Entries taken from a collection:
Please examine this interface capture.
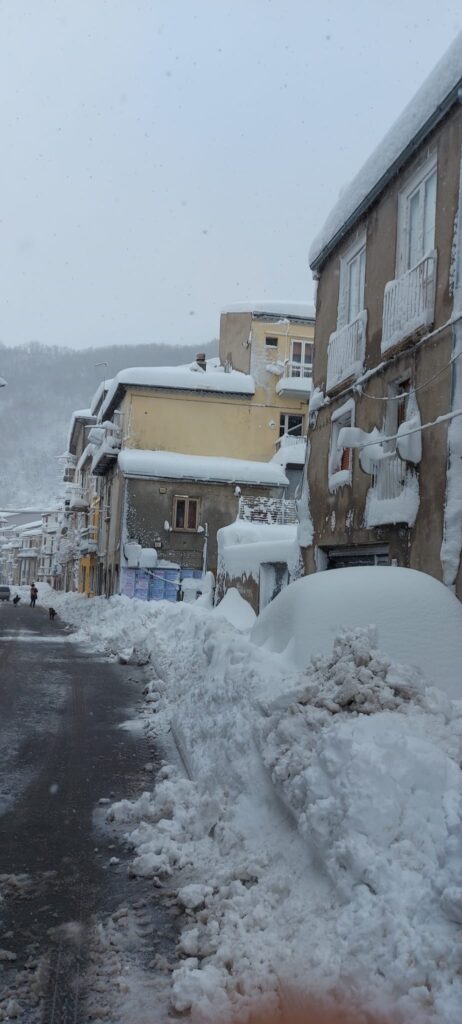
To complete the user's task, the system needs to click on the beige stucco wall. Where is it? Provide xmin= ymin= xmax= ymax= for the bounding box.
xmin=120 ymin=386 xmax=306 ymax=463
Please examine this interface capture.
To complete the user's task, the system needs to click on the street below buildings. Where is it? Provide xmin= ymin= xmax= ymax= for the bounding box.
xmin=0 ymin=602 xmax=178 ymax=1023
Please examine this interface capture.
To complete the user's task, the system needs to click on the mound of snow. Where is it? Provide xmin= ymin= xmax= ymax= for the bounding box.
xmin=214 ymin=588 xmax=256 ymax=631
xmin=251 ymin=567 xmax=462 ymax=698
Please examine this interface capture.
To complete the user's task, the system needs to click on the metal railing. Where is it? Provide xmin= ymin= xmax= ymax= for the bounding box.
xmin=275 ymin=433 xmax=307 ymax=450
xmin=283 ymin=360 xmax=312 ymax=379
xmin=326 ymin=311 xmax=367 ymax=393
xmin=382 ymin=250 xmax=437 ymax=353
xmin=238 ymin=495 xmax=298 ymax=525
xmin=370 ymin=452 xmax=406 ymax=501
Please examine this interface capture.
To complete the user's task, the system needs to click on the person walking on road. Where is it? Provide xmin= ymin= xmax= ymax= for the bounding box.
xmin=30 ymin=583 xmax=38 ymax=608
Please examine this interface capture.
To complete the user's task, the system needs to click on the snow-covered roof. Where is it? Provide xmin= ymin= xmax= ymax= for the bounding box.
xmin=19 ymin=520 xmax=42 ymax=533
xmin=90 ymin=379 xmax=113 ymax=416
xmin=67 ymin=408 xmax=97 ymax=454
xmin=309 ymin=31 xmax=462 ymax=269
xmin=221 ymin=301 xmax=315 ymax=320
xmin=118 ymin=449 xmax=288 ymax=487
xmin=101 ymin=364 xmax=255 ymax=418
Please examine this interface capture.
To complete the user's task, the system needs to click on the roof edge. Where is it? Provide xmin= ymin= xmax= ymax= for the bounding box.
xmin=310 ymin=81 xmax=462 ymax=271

TASK STATEMENT:
Starting at the line with "on the metal", copy every line up to and including the last one in the entries above.

EXERCISE RESPONSE:
To complete the user's task, the system needs to click on the metal railing. Where is it? Provide xmin= ymin= xmax= ymax= for the bounding box.
xmin=275 ymin=433 xmax=307 ymax=450
xmin=283 ymin=360 xmax=312 ymax=379
xmin=326 ymin=311 xmax=367 ymax=393
xmin=382 ymin=250 xmax=437 ymax=353
xmin=238 ymin=495 xmax=298 ymax=525
xmin=370 ymin=452 xmax=406 ymax=501
Please examine this interface capture.
To complete the user's task, the system needs to click on the person walking on road. Where is it? Provide xmin= ymin= xmax= ymax= for the bounding box.
xmin=30 ymin=583 xmax=38 ymax=608
Please examine this interface capture.
To complete the user's task, the system needs to click on the snow-covered roof. Where is it? Provide xmin= ymin= xmax= ymax= for the bounding box.
xmin=19 ymin=520 xmax=42 ymax=533
xmin=90 ymin=379 xmax=113 ymax=416
xmin=67 ymin=408 xmax=97 ymax=454
xmin=309 ymin=31 xmax=462 ymax=269
xmin=221 ymin=301 xmax=315 ymax=320
xmin=118 ymin=449 xmax=288 ymax=487
xmin=101 ymin=364 xmax=255 ymax=418
Please examine this interface capture.
To complete the user's task, the system needs to click on the roof edge. Where is it? Provide xmin= ymin= xmax= ymax= for the bounding box.
xmin=310 ymin=81 xmax=462 ymax=271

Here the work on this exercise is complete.